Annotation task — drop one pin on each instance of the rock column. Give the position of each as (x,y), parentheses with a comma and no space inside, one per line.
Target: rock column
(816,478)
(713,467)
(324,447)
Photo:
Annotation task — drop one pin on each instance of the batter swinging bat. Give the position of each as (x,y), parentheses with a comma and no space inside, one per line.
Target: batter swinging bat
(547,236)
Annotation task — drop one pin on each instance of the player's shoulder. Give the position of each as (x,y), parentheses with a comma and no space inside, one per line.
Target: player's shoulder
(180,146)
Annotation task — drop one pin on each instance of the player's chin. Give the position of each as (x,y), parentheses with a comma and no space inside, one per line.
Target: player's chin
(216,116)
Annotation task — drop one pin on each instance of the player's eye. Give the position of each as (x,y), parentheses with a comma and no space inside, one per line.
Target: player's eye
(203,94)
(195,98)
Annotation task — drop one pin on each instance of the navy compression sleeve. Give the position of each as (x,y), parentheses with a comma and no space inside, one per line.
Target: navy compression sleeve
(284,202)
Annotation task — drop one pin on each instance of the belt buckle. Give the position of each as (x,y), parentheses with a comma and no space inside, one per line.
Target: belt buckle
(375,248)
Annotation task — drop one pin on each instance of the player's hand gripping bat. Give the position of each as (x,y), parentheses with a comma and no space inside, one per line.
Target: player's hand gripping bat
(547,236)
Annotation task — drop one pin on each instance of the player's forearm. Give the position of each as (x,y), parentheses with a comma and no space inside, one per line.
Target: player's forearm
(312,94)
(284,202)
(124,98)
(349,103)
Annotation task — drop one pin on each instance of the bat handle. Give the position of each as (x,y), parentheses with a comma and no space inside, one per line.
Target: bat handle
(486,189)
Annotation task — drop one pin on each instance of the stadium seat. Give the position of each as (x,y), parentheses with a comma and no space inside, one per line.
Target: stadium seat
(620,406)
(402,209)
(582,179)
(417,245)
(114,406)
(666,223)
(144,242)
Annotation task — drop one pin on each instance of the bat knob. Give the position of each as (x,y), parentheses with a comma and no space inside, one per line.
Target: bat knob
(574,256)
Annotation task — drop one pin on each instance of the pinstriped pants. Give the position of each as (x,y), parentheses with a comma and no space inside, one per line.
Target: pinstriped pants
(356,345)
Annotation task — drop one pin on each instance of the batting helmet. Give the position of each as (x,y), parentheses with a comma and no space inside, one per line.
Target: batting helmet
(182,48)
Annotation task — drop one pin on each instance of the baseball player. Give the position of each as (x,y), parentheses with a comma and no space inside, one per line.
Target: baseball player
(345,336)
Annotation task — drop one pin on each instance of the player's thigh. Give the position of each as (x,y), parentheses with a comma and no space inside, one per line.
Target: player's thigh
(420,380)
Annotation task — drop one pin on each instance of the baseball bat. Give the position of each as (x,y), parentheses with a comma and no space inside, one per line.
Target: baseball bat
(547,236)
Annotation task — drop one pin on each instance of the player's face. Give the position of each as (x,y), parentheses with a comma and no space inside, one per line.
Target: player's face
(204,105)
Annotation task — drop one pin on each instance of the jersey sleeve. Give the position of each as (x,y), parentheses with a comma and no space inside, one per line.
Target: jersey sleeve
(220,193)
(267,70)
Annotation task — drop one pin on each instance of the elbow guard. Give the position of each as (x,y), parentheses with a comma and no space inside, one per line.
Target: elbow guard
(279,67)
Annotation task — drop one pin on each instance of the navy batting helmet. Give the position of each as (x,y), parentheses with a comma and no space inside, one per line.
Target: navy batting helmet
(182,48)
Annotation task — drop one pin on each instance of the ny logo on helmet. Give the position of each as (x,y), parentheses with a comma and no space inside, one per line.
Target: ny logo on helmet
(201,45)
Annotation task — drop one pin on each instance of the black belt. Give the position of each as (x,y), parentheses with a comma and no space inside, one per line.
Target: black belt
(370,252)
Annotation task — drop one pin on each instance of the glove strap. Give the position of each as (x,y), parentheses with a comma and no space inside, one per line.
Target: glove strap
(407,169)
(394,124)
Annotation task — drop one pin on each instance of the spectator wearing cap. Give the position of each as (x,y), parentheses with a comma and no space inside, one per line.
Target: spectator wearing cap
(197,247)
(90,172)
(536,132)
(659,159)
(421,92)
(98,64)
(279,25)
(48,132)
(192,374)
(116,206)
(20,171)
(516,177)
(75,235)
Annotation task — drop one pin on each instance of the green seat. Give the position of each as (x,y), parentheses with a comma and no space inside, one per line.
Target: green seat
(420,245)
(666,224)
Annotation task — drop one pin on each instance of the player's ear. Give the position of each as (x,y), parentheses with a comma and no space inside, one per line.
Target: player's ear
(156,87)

* **Exercise**: Using the listing above, reproduce each line without omission.

* **Result of the task**:
Annotation task — drop one pin on each instance of the rock column. Give the position of each as (x,y), parentheses with a comma and no space inside, one per line.
Target: rock column
(816,478)
(713,467)
(324,447)
Photo:
Annotation task — drop one pin on each instance of the batter swinging bat. Give the position of each as (x,y), parentheses with a comma and no space inside, one per line.
Target: batter swinging bat
(547,236)
Annotation task — drop one pin on each instance of the player's shoulder. Give the position of each as (x,y), parentheses with a comma and no space inside, one per line.
Target: player's shoulder
(180,146)
Annotation task — drop one pin on each instance of the player's chin. Give the position of each as (x,y), parentheses with a comma and no space inside, one per line.
Target: player's chin
(216,116)
Annotation task — drop one pin on each instance of the player's eye. Give the position of each as (x,y), parentheses with a comma and no space inside, one per line.
Target: player's eye
(203,94)
(195,98)
Annotation task — drop one pin on each instance of the navy compression sleeve. Give the position of each as (x,y), parentheses with a comma and no space inside, one per line.
Target: navy compression sleeve
(284,202)
Annotation task — drop one pin on each instance of the belt buckle. Give the position of each as (x,y), parentheses with a comma and no space inside, one per line.
Target: belt buckle
(375,248)
Annotation task — drop one pin on each instance of the player's hand gripping bat. Give the position of each as (x,y), parentheses with a comma and no space inside, one per line.
Target: player's hand gripping bat
(547,236)
Annotation task — drop one pin on each instance of the player's forearm. Give the position of each as (x,y), parentheses with a comma and no space inside, one per line.
Target: player's forearm
(312,94)
(284,202)
(124,98)
(349,103)
Annotation task — drop one pin on each instance of the bat handle. Give the position of each as (x,y), parentheses with a comma and no space inside, one per line.
Target: bat handle
(486,189)
Annotation task — drop one pin on each instance of the stadium seat. Give the position of each as (x,y), parentheses with a comma and no space inside, one per line.
Target: stadium seat
(620,406)
(402,209)
(582,179)
(417,245)
(114,406)
(666,223)
(144,242)
Annotation task — drop one pin on each instance of the bat knob. Give the position of each as (x,y), parentheses with a comma and no space inside, one per line.
Target: bat knob
(574,256)
Annotation task — drop one pin on each instance of the pinstriped pants. Give the position of each as (x,y), parentheses with a comma and no space inside, one per line.
Target: pinstriped pants
(356,345)
Annotation task — drop one pin on each instance of the batting helmet. Give the position of each as (x,y), parentheses with a comma and no space inside, one per line.
Target: batting helmet
(182,48)
Annotation task — drop one pin on each instance of the baseball player. Give the position of each as (x,y), parentheses with a comma and no space inside, one per line.
Target: baseball player
(345,336)
Annotation task — drop one pin on each instance of the player's thigh. Give the position of each as (x,y), parentheses with a comma and no space inside, one per line.
Target: player's thigh
(420,380)
Annotation task — drop one pin on each instance of the baseball bat. Give the position of each as (x,y), parentheses with a comma and no space inside, one per line.
Target: baseball bat
(547,236)
Annotation task — drop one pin on each instance of the player's face. Give the position of each as (x,y), parentheses with a comma and no space inside, one per line.
Target: player's face
(204,105)
Annotation task — drop one pin on each instance of the jersey sleeve. Give the position of each as (x,y), parentheses with a comma and no space inside, one per line.
Target: jersey sleeve
(220,193)
(267,70)
Annotation task — drop one pin on each instance of the elbow guard. Give the position of each as (x,y), parentheses with a comma and no space inside, one per line.
Target: elbow guard
(279,67)
Annotation task — drop one pin on each instance of the navy batting helmet. Give the position of each as (x,y), parentheses with a comma and no space inside, one per line.
Target: navy batting helmet
(182,48)
Annotation task — drop one pin on each instance of the ny logo on helmet. Give the position of each as (x,y), parentheses with a comma and no space inside, one per line.
Target: ny logo on helmet
(201,45)
Annotation task — drop one pin on each instance of the black belt. Give the position of each as (x,y), parentheses with a comma and no space inside, one per line.
Target: black belt
(370,252)
Annotation task — drop one pin on each instance of the glove strap. Give the position of each as (x,y), parentheses with a comma and no space inside, one per line.
Target: glove strap
(407,169)
(394,124)
Annotation task — drop one pin on each instance of the spectator wearing cap. Give the position of each as (x,y), parentheses with a comma and no space inside, one per line.
Target: spectator wearing cap
(197,247)
(90,172)
(536,132)
(659,159)
(421,92)
(98,64)
(279,25)
(48,132)
(192,374)
(116,206)
(20,171)
(516,177)
(75,235)
Annotation task — drop one pin on each instance of the green seat. Give the position of each as (x,y), parentheses with a comma and no space inside, one per line.
Target: green seat
(420,245)
(666,224)
Annotation task — drop one pin on each instance of the player's ear. Give the position of each as (x,y), parentheses with a comma and no space inside, one per line.
Target: player's ear
(156,87)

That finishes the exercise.